### YOUR GOAL
All that should come back is the lines of the data below from the one containing "shrub in the photo above." to the one containing "undergrowth in the photo above.", inclusive, exactly as they stand.

### DATA EXTRACT
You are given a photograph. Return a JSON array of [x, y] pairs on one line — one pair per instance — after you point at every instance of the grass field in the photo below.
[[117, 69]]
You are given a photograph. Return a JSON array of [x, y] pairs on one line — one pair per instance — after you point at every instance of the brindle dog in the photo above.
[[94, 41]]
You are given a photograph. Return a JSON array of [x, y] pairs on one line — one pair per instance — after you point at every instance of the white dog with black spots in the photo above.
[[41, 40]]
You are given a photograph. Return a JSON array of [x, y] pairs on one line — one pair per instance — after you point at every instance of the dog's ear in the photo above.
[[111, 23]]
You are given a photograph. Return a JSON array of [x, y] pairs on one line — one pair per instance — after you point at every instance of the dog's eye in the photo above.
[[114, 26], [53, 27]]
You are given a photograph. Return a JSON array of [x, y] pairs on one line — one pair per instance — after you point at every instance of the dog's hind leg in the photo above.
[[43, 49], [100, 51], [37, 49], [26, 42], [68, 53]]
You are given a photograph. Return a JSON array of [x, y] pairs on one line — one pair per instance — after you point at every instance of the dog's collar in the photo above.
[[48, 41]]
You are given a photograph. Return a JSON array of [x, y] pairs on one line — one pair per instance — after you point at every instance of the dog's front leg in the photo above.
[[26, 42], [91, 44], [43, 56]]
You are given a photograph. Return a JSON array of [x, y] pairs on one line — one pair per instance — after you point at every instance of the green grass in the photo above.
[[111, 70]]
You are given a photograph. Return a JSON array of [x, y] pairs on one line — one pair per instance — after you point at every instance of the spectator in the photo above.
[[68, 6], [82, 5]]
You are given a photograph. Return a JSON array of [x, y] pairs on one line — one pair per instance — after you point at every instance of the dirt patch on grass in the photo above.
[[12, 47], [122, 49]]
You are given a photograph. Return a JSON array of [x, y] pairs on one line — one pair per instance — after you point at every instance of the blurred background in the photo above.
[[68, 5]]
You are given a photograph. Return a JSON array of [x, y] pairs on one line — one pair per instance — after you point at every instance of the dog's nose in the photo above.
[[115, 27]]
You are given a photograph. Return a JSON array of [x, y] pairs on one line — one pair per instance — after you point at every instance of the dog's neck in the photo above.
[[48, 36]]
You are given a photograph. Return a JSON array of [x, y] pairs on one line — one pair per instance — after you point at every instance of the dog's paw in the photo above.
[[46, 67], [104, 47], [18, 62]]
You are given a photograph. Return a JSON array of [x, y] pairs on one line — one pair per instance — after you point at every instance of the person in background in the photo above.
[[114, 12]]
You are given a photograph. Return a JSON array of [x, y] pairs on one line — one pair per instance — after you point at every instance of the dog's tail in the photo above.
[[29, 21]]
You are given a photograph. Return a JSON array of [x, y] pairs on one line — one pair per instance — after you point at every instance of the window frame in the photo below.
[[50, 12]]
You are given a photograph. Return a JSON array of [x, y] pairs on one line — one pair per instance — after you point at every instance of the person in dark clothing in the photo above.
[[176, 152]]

==

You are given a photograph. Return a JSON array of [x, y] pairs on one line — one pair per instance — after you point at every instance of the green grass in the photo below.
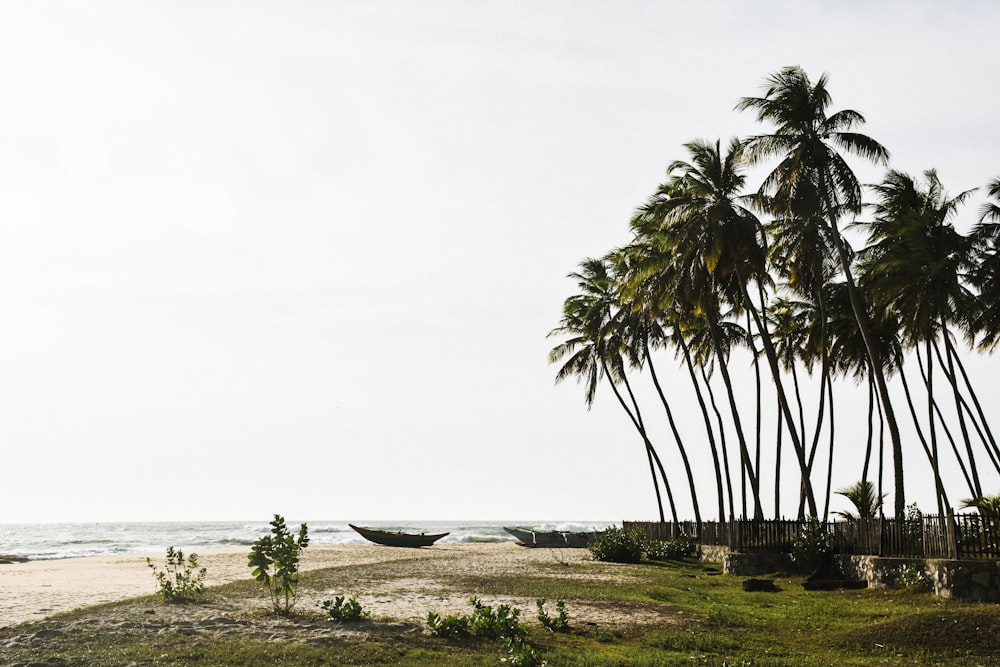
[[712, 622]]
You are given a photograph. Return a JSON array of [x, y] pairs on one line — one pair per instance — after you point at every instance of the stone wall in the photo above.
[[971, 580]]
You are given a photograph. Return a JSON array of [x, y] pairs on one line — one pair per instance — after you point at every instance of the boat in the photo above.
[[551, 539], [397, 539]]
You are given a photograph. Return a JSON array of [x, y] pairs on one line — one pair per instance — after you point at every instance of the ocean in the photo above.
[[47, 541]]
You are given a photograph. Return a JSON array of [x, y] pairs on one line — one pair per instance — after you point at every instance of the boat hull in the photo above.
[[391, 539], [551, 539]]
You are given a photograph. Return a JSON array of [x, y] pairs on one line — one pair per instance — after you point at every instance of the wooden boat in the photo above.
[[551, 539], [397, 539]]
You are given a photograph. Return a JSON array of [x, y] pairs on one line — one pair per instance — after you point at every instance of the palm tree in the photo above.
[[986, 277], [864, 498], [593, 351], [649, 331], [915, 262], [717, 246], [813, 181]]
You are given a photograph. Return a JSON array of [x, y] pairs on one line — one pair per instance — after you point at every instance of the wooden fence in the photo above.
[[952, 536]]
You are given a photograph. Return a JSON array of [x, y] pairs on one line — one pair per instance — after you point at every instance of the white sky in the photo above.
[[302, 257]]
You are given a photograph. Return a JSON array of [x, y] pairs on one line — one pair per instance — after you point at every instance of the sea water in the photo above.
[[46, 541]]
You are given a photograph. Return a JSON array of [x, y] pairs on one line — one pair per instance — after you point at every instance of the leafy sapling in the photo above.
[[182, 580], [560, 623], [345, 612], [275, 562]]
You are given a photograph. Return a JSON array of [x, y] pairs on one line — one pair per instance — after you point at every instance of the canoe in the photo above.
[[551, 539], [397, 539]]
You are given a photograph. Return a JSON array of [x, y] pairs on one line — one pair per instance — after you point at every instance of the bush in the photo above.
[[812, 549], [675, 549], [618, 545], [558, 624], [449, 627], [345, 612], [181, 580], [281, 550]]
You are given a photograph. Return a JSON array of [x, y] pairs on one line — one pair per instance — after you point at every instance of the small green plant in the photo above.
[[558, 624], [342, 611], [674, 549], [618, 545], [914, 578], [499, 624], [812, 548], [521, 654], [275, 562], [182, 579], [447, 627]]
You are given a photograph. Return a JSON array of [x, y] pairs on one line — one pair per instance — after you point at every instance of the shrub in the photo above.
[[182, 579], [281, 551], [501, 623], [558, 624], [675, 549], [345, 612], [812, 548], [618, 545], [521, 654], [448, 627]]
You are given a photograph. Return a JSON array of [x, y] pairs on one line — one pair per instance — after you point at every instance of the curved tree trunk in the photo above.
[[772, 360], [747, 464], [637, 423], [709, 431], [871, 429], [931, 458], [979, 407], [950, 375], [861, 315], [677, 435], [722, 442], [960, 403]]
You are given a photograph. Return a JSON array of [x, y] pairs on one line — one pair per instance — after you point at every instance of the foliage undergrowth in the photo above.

...

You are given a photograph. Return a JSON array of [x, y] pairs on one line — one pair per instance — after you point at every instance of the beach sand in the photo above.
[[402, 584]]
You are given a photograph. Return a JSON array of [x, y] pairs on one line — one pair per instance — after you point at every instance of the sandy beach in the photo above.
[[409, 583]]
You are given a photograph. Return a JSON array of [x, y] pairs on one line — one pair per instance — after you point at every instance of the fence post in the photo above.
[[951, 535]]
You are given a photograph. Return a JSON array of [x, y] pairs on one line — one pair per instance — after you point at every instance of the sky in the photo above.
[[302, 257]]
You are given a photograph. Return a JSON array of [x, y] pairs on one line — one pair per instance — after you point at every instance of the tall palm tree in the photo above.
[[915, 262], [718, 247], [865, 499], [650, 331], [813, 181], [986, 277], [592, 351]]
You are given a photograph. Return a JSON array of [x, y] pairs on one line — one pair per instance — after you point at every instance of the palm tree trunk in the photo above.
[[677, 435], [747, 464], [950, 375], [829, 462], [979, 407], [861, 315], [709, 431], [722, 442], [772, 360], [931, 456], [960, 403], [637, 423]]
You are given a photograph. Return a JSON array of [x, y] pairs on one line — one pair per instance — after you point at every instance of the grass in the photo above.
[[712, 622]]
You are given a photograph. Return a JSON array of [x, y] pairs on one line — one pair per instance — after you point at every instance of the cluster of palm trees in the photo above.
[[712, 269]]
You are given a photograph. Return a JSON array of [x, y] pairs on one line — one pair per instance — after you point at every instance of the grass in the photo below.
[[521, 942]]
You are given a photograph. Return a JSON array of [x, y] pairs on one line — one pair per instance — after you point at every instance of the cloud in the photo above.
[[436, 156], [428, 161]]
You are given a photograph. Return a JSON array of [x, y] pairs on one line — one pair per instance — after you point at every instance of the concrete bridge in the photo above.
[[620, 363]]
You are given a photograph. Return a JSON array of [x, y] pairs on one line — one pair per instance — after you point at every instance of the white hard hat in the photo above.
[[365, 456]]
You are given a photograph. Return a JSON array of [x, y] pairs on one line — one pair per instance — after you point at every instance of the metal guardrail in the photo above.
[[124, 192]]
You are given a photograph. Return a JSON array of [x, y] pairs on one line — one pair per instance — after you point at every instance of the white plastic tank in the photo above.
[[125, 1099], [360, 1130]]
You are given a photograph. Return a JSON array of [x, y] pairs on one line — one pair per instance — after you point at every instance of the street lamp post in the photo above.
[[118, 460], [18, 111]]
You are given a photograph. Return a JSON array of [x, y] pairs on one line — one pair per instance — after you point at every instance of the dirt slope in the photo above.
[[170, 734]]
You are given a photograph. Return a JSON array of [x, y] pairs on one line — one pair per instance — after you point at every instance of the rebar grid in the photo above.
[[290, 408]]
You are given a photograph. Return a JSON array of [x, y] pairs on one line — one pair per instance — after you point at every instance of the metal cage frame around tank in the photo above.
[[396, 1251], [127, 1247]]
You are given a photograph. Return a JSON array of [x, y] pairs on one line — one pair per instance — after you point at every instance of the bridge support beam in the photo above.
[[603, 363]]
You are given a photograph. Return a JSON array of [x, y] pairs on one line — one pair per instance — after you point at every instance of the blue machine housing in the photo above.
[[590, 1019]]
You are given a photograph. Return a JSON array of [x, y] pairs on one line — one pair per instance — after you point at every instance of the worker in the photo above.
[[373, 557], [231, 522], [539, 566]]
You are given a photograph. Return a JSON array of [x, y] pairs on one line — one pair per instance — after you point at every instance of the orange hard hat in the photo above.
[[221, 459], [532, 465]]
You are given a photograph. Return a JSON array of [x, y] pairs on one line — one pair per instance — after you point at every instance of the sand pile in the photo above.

### SOLVED PROBLEM
You are given a photograph. Return a JSON array of [x, y] pairs on one line — one pair per instance — after you point at every instance of the shrub in the photo above.
[[182, 579], [281, 551], [501, 623], [558, 624], [675, 549], [345, 612], [812, 548], [618, 545], [521, 654], [448, 627]]
You are given a photograph. Return a JSON array of [x, y] pairs on one line — one pair per instance — after you point at every instance of the curved tree trunk in the photo above.
[[772, 360], [747, 464], [637, 423], [709, 431], [871, 429], [931, 458], [979, 407], [950, 375], [861, 315], [677, 435], [722, 442], [960, 403]]
You are given a photograph. Return a JSON array of [x, y] pairs on one line — one pair per instance — after you point at every instance of the foliage undergrowth in the photo above.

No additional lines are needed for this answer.